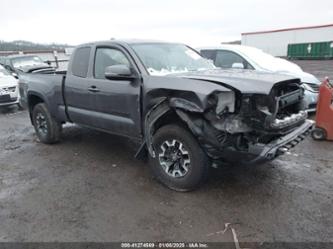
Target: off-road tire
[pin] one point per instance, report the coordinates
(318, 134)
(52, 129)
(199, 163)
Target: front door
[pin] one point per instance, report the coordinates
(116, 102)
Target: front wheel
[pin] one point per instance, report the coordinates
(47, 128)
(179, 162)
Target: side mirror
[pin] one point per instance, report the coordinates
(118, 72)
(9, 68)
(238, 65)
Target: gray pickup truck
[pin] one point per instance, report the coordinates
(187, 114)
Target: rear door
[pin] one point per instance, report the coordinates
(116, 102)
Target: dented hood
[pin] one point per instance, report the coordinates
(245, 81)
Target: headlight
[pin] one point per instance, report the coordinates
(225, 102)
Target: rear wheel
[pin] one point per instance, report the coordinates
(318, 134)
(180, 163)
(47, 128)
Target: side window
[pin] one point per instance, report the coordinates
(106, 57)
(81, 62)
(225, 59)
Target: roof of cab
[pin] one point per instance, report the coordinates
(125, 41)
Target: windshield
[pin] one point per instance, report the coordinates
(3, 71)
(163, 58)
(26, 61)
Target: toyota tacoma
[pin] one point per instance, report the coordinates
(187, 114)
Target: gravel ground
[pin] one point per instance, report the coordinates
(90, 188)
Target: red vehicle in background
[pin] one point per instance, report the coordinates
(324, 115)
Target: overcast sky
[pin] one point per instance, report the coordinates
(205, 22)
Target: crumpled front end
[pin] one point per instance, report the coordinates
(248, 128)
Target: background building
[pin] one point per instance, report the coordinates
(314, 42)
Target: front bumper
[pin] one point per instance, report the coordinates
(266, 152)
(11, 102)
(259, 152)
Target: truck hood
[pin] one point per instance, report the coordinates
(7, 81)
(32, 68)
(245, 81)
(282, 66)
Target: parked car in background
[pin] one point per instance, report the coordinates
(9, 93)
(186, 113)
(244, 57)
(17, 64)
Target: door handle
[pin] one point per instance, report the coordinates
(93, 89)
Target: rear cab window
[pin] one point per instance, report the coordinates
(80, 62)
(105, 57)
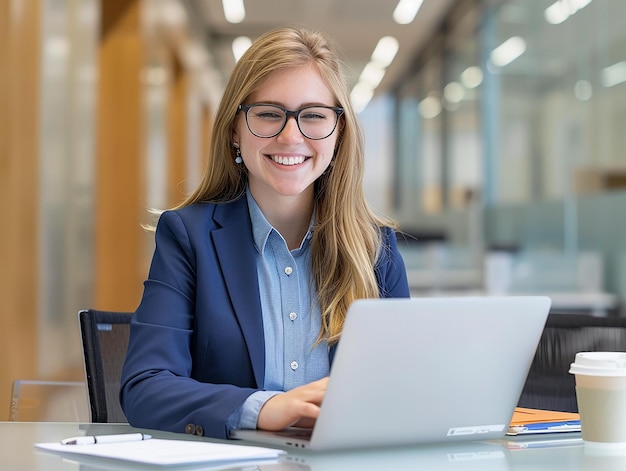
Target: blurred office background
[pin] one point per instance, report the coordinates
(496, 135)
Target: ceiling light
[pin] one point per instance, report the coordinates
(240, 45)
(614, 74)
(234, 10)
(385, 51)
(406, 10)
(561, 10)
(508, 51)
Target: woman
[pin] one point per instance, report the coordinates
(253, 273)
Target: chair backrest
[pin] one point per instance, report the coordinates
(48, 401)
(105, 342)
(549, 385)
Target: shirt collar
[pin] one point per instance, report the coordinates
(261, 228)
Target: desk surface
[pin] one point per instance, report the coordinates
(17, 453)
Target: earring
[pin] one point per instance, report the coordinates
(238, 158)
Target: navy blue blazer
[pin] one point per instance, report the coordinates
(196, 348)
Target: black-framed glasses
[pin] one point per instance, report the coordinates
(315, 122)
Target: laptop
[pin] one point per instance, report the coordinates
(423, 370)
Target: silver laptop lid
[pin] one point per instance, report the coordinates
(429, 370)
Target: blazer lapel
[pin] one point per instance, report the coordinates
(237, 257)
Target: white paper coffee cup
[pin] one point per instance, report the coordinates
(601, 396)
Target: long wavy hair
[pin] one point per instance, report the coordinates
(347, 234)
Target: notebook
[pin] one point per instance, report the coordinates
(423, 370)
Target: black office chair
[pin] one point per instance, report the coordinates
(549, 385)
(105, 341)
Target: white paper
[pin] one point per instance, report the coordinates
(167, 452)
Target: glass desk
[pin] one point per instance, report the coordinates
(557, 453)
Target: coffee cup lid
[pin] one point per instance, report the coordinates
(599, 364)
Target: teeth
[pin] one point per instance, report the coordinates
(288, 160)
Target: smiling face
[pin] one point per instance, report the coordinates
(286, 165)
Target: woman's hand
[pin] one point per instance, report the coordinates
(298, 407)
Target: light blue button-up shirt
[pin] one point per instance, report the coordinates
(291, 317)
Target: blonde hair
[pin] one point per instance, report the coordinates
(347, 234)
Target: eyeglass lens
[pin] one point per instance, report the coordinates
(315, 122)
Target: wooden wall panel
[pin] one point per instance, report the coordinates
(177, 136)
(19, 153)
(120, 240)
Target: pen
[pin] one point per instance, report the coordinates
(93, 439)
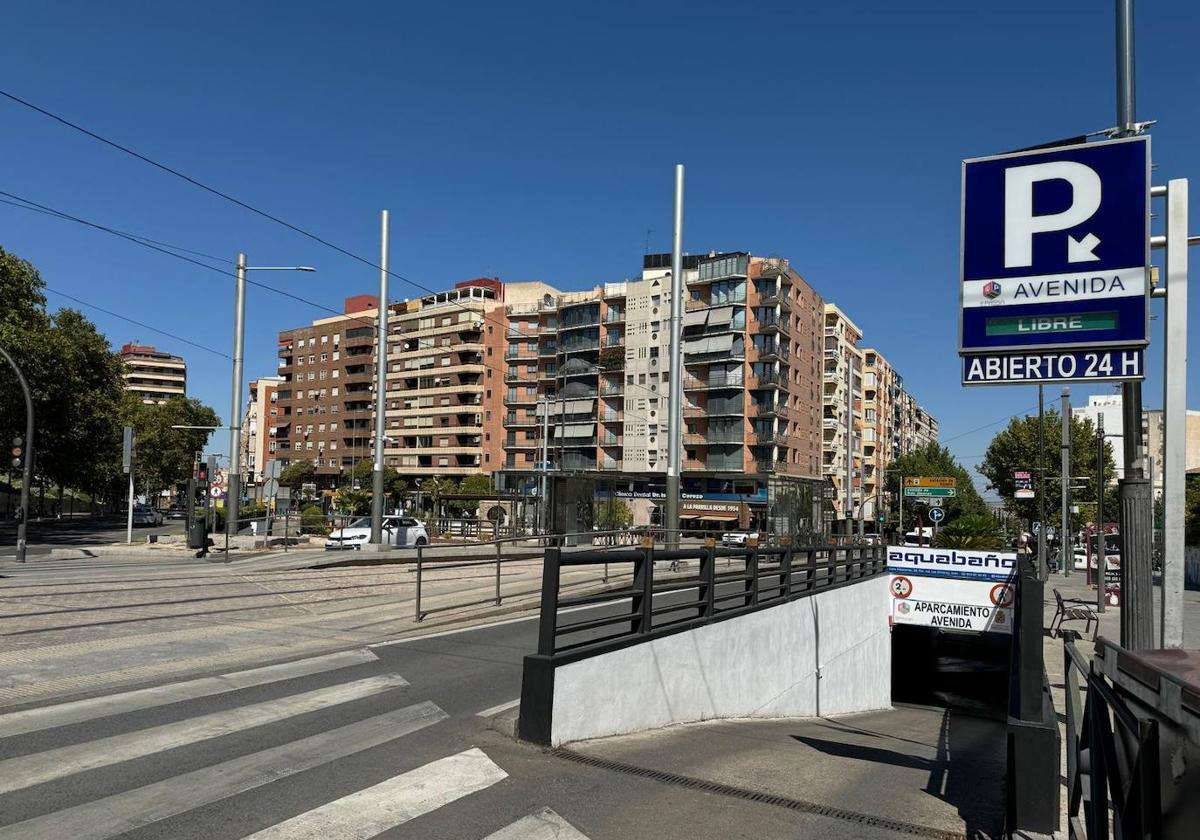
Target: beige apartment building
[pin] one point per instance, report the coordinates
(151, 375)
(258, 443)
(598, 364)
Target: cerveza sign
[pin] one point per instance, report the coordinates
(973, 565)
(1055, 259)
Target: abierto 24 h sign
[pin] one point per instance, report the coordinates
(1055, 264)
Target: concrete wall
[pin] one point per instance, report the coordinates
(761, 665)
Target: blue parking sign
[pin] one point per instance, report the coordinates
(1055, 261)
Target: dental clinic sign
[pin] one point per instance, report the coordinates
+++
Work to complete —
Retype, word for word, only the lines from the line with "Target: pen" to the final line of the listing above; the pictures do not belong in the copy.

Answer to this problem —
Target: pen
[pin] one point per instance, report the coordinates
(93, 439)
Target: beige apartment building
[pin] one point per instance, report the coordinates
(151, 375)
(258, 443)
(598, 364)
Target: cerveza sign
[pin] one point per instance, report the coordinates
(973, 565)
(1055, 259)
Target: abierto 24 h sign
[pin] one point per instance, report the coordinates
(1055, 264)
Target: concrete wall
[pin] one point per instance, report the coordinates
(761, 665)
Target: blue parking sign
[pin] one point per instance, report the coordinates
(1055, 261)
Target: dental clinic sign
[pin] one point per instance, report the coordinates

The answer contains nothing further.